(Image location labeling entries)
════

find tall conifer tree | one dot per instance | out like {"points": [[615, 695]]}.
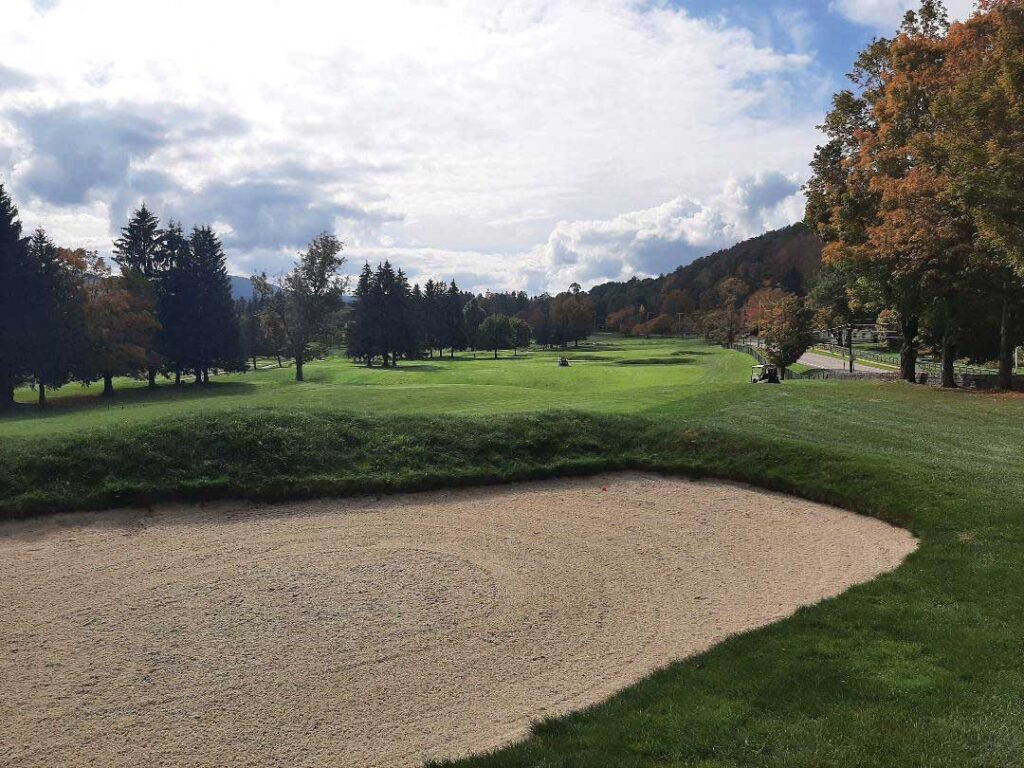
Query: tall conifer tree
{"points": [[14, 298]]}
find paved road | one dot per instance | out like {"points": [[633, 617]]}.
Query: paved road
{"points": [[835, 364]]}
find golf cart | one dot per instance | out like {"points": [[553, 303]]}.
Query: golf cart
{"points": [[764, 375]]}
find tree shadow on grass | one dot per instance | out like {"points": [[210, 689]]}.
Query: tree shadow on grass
{"points": [[657, 361], [92, 399]]}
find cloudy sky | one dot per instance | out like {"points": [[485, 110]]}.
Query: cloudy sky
{"points": [[507, 143]]}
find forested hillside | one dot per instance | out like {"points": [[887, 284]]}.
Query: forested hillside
{"points": [[783, 260]]}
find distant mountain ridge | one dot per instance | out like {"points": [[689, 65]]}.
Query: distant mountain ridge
{"points": [[786, 258], [242, 288]]}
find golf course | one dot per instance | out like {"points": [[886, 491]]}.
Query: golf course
{"points": [[922, 666]]}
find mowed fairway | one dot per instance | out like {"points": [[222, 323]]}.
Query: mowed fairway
{"points": [[611, 375], [919, 668]]}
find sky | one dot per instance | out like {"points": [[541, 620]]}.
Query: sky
{"points": [[509, 144]]}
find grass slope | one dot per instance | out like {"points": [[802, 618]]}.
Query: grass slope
{"points": [[920, 668]]}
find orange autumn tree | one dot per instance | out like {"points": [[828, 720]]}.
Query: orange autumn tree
{"points": [[923, 229], [882, 195]]}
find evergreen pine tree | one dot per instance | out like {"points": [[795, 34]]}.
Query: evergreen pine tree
{"points": [[455, 322], [140, 249], [51, 323], [14, 297], [140, 245], [212, 308], [359, 334], [178, 334]]}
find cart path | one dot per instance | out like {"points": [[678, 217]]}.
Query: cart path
{"points": [[825, 363]]}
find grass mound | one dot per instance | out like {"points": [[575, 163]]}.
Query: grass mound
{"points": [[922, 667]]}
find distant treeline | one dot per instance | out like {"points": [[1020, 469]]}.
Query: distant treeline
{"points": [[710, 295], [66, 316]]}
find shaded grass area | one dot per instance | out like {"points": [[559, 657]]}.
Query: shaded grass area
{"points": [[920, 668]]}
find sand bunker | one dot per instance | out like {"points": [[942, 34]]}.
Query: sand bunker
{"points": [[384, 632]]}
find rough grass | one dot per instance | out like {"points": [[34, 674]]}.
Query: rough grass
{"points": [[920, 668]]}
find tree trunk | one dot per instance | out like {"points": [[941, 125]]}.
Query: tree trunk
{"points": [[6, 388], [1005, 379], [908, 349], [948, 358]]}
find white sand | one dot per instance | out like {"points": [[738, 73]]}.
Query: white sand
{"points": [[384, 632]]}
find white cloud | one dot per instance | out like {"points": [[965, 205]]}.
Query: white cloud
{"points": [[647, 242], [657, 240], [887, 14], [458, 128]]}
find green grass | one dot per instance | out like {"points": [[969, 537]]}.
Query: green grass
{"points": [[923, 667]]}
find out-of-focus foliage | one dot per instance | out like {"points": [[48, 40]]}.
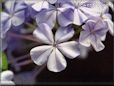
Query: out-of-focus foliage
{"points": [[3, 61]]}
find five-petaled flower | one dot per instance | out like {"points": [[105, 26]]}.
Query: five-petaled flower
{"points": [[56, 47], [94, 31]]}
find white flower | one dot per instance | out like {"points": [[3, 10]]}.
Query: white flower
{"points": [[6, 78], [40, 4], [94, 31], [109, 23], [56, 47], [82, 10]]}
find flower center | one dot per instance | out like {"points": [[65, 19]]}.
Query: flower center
{"points": [[54, 45]]}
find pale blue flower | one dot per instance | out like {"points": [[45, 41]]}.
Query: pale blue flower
{"points": [[94, 31], [80, 11], [52, 53], [56, 12], [14, 15]]}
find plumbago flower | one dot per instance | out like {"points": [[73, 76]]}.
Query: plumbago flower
{"points": [[54, 13], [108, 3], [80, 11], [55, 47], [13, 15], [94, 31], [6, 78]]}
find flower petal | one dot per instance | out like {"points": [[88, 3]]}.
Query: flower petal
{"points": [[48, 17], [18, 18], [41, 4], [79, 17], [110, 26], [40, 54], [52, 1], [65, 17], [56, 61], [44, 34], [69, 49], [63, 34]]}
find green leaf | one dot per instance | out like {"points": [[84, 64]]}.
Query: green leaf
{"points": [[3, 61]]}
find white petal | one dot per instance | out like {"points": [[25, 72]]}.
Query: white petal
{"points": [[40, 54], [40, 5], [89, 11], [18, 18], [56, 61], [84, 38], [79, 17], [66, 17], [110, 25], [44, 34], [48, 17], [7, 75], [69, 49], [63, 34]]}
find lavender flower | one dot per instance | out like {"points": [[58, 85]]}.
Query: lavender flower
{"points": [[56, 12], [56, 48], [13, 15], [94, 31], [80, 11]]}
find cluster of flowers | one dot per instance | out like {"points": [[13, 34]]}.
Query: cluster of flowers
{"points": [[64, 27]]}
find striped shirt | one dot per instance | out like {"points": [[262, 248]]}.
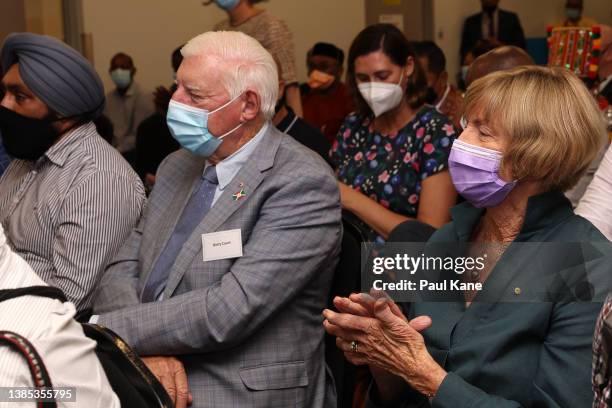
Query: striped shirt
{"points": [[68, 213]]}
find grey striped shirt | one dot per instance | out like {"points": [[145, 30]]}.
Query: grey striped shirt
{"points": [[68, 213]]}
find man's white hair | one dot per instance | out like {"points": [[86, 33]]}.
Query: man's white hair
{"points": [[246, 64]]}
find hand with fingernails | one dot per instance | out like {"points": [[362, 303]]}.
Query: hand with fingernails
{"points": [[374, 331]]}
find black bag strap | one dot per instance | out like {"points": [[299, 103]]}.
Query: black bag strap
{"points": [[44, 291], [39, 372]]}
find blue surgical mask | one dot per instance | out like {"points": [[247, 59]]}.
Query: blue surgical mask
{"points": [[121, 77], [189, 126], [227, 4]]}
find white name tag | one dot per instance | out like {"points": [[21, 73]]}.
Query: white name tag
{"points": [[222, 245]]}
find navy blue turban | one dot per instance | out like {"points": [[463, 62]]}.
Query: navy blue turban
{"points": [[56, 73]]}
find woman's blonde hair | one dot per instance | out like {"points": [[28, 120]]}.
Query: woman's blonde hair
{"points": [[554, 126]]}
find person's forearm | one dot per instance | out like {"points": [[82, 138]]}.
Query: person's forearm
{"points": [[389, 386], [294, 100], [379, 218]]}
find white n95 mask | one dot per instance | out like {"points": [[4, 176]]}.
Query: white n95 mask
{"points": [[382, 96], [189, 126]]}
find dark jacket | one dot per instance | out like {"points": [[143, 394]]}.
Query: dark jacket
{"points": [[509, 31], [306, 134], [513, 354]]}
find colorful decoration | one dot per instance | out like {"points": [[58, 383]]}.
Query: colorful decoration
{"points": [[577, 49], [240, 194]]}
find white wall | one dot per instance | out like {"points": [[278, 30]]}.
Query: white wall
{"points": [[149, 30], [535, 15]]}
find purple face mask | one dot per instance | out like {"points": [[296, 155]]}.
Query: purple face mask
{"points": [[475, 174]]}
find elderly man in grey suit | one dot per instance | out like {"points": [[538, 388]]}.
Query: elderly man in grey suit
{"points": [[231, 265]]}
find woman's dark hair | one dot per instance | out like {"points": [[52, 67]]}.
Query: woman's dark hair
{"points": [[392, 42]]}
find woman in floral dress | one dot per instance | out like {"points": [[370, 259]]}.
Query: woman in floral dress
{"points": [[391, 155]]}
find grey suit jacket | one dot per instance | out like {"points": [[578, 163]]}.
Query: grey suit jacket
{"points": [[248, 330]]}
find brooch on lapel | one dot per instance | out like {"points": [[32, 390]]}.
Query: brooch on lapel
{"points": [[240, 194]]}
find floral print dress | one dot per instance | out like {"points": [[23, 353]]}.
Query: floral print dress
{"points": [[390, 168]]}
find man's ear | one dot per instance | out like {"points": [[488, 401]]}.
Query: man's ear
{"points": [[251, 106], [341, 73], [444, 77]]}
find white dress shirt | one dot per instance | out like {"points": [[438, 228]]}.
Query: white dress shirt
{"points": [[48, 324]]}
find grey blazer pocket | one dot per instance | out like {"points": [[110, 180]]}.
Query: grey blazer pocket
{"points": [[275, 376]]}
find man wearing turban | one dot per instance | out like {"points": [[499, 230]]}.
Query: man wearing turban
{"points": [[68, 200]]}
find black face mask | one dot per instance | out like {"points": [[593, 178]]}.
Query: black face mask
{"points": [[26, 138], [489, 9], [431, 96]]}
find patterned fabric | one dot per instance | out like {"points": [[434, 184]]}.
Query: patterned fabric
{"points": [[602, 384], [390, 168], [198, 205], [68, 213], [248, 330], [5, 159], [275, 36]]}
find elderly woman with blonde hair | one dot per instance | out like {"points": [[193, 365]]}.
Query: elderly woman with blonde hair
{"points": [[531, 132]]}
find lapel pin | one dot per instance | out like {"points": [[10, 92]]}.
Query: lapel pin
{"points": [[240, 194]]}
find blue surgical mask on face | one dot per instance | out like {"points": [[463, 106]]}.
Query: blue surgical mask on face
{"points": [[121, 77], [189, 126], [227, 4]]}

════

◆ **What this task involves**:
Output the lines from the line containing "find woman's dark" to the end, both included; add nothing.

◆ **Answer to the exercise**:
find woman's dark hair | one dot per instance | out like {"points": [[52, 67]]}.
Query: woman's dark hair
{"points": [[392, 42]]}
find woman in floral dress | one dot per instance | out like {"points": [[370, 259]]}.
Query: woman in floral dress
{"points": [[391, 155]]}
find grey suit jacket | one dot per instance | out like {"points": [[578, 163]]}.
Query: grey suit jacket
{"points": [[248, 330]]}
find brooch on lapel | one dot per instance | out like {"points": [[32, 390]]}.
Query: brooch on lapel
{"points": [[240, 194]]}
find floral print dress | one dot per instance | out like {"points": [[23, 353]]}.
Query: floral print dress
{"points": [[390, 168]]}
find man's ear | one dot per instance | out like {"points": [[488, 401]]}.
Query: man's ear
{"points": [[251, 106], [341, 73], [444, 77]]}
find white dress shirt | one dot per instance | out like {"points": [[438, 228]]}.
Query: white dress shirt
{"points": [[48, 324]]}
find grey blazer pocket | one dot per instance | out like {"points": [[110, 180]]}.
Query: grey blazer pocket
{"points": [[275, 376]]}
find man wearing turban | one dot per instance | out like {"points": [[499, 230]]}.
Query: man wearing turban
{"points": [[68, 200]]}
find black face mask | one dot per instance | out like {"points": [[593, 178]]}.
Query: black face mask
{"points": [[26, 138], [489, 9], [431, 96]]}
find patterned fabric | one dot per instance | out like {"points": [[434, 184]]}.
Query: patterned fabric
{"points": [[602, 384], [390, 168], [198, 205], [68, 213], [248, 330], [5, 159], [275, 36]]}
find elderly woman with blonde hair | one dot per instance | out like {"points": [[193, 365]]}.
Query: elderly woman with blonde hair
{"points": [[531, 132]]}
find lapel pin | one dot per instance | out like {"points": [[10, 92]]}.
Query: lapel pin
{"points": [[240, 194]]}
find blue surgical mask on face | one dot per instance | out like {"points": [[463, 106]]}.
Query: blue surgical mask on face
{"points": [[121, 77], [189, 126], [227, 4]]}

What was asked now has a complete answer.